Assigned task:
Give back exactly the lines of the material below, starting with the line with "Where can you see the bell" and going on through the line with "column 347, row 34".

Given records Block Start

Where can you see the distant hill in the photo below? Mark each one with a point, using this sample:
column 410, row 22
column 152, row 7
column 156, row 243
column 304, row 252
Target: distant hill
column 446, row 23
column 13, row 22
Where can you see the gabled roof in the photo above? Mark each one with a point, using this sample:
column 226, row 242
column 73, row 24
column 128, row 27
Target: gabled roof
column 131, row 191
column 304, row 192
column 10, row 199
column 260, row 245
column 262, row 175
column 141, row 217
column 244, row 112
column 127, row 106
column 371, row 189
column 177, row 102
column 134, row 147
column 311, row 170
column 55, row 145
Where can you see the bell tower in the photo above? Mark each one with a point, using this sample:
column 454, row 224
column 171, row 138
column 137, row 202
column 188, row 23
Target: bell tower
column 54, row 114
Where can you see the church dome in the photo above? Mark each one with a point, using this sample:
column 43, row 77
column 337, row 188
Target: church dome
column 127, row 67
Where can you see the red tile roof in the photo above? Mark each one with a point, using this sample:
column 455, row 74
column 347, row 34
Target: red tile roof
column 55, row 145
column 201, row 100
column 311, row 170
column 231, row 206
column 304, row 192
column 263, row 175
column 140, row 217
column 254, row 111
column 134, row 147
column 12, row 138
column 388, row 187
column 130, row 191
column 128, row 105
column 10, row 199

Given records Block End
Given records Block Start

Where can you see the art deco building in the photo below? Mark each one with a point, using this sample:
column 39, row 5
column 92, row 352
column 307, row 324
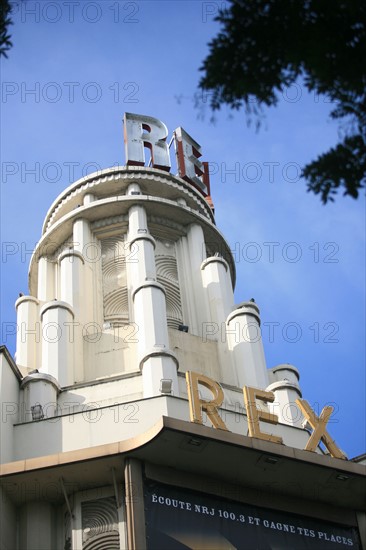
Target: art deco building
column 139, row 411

Given records Block End

Exercise solution:
Where can you see the bell tower in the photo above? Mark each one with a point, using this sample:
column 454, row 224
column 171, row 138
column 137, row 202
column 188, row 23
Target: bell tower
column 54, row 114
Where can you see the church dome in the photo above? Mark each one with a point, using this sample:
column 43, row 77
column 337, row 188
Target: church dome
column 127, row 67
Where can you see the red tile roof in the photo above? Mark each one with a point, using this sample:
column 455, row 74
column 347, row 34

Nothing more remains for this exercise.